Reproduce the part of the Jeopardy project description below that begins at the words "Jeopardy is a" and stops after the words "question was in.".

**TEXT SEGMENT:**
──────────────────────────────

Winning Jeopardy¶

Jeopardy is a popular TV show in the US where participants answer questions to win money. It's been running for a few decades, and is a major force in popular culture.

The dataset is named jeopardy.csv, and contains 20000 rows from the beginning of a full dataset of Jeopardy questions, which can be downloaded from here.

Data Dictionary:

Show Number - the Jeopardy episode number of the show this question was in.
Air Date - the date the episode aired.
Round - the round of Jeopardy that the question was asked in. Jeopardy has several rounds as each episode progresses.
Category - the category of the question.
Value - the number of dollars answering the question correctly is worth.
Question - the text of the question.
Answer - the text of the answer.

Aim¶

Let's say we want to compete on Jeopardy, and we're looking for any edge we can get to win. In this project, we'll work with a dataset of Jeopardy questions to figure out some patterns in the questions that could help us win.

──────────────────────────────

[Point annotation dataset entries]
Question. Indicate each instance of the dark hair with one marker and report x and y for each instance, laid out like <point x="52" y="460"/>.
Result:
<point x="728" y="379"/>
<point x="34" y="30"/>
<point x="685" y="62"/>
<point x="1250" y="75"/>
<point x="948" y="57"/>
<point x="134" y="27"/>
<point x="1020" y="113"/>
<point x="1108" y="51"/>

──────────────────────────────

**EXERCISE ANSWER:**
Jeopardy is a popular TV show in the US where participants answer questions to win money. It's been running for a few decades, and is a major force in popular culture.

The dataset is named jeopardy.csv, and contains 20000 rows from the beginning of a full dataset of Jeopardy questions, which can be downloaded from here.

Data Dictionary:

Show Number - the Jeopardy episode number of the show this question was in.